### INDICACIÓN
Presenta todas las líneas de las entradas siguientes como una lista numerada y omite las líneas en blanco.

### ENTRADAS PROPORCIONADAS
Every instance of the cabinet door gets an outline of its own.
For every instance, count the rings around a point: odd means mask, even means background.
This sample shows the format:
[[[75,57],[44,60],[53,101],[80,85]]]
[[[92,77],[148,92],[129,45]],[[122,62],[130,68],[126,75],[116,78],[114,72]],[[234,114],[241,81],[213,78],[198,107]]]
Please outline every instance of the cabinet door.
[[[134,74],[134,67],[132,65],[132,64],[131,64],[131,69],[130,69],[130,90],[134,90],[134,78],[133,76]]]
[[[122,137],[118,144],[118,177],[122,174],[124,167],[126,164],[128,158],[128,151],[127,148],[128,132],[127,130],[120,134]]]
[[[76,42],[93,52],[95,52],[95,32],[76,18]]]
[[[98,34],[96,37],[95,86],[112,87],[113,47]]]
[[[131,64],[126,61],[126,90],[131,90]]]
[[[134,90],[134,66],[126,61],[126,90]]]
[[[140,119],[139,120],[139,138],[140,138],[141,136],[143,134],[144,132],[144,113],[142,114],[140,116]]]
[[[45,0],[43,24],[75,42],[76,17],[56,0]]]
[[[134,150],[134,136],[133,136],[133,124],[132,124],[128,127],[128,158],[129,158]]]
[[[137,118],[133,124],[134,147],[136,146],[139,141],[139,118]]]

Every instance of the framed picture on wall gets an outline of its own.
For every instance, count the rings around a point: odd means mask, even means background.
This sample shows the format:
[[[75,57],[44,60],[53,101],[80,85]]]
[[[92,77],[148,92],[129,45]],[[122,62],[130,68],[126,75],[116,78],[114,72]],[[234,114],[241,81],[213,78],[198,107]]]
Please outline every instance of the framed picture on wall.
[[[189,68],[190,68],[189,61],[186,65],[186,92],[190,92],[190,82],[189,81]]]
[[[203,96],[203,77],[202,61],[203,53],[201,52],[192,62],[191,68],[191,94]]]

### SOLUCIÓN
1. Every instance of the cabinet door gets an outline of its own.
2. For every instance, count the rings around a point: odd means mask, even means background.
3. This sample shows the format:
4. [[[75,57],[44,60],[53,101],[80,85]]]
5. [[[92,77],[148,92],[129,45]],[[122,62],[130,68],[126,75],[116,78],[114,72]],[[234,114],[241,81],[213,78],[198,107]]]
6. Please outline every instance of the cabinet door.
7. [[[134,74],[134,67],[132,65],[132,64],[131,64],[131,69],[130,69],[130,90],[134,90],[134,78],[133,76]]]
8. [[[122,137],[118,144],[118,177],[122,174],[124,167],[126,164],[128,158],[128,151],[127,148],[128,132],[127,130],[120,134]]]
9. [[[76,42],[93,52],[95,52],[95,32],[76,18]]]
10. [[[98,34],[96,37],[95,86],[112,87],[113,47]]]
11. [[[131,64],[126,61],[126,90],[131,90]]]
12. [[[134,90],[134,66],[126,61],[126,90]]]
13. [[[140,119],[139,120],[139,138],[140,138],[141,136],[143,134],[144,132],[144,113],[142,114],[140,116]]]
14. [[[45,0],[43,24],[75,42],[76,17],[56,0]]]
15. [[[134,150],[134,136],[133,136],[133,124],[132,124],[128,127],[128,158],[129,158]]]
16. [[[137,118],[133,124],[134,147],[136,146],[139,141],[139,118]]]
17. Every instance of the framed picture on wall gets an outline of its own.
18. For every instance, count the rings around a point: odd means mask, even means background.
19. This sample shows the format:
20. [[[75,57],[44,60],[53,101],[80,85]]]
21. [[[92,77],[148,92],[129,45]],[[122,62],[130,68],[126,75],[116,78],[114,72]],[[234,114],[241,81],[213,78],[198,107]]]
22. Please outline every instance of the framed picture on wall.
23. [[[189,68],[190,68],[189,61],[186,65],[186,92],[190,92],[190,82],[189,81]]]
24. [[[203,96],[203,77],[202,61],[203,53],[201,52],[192,62],[191,68],[191,94]]]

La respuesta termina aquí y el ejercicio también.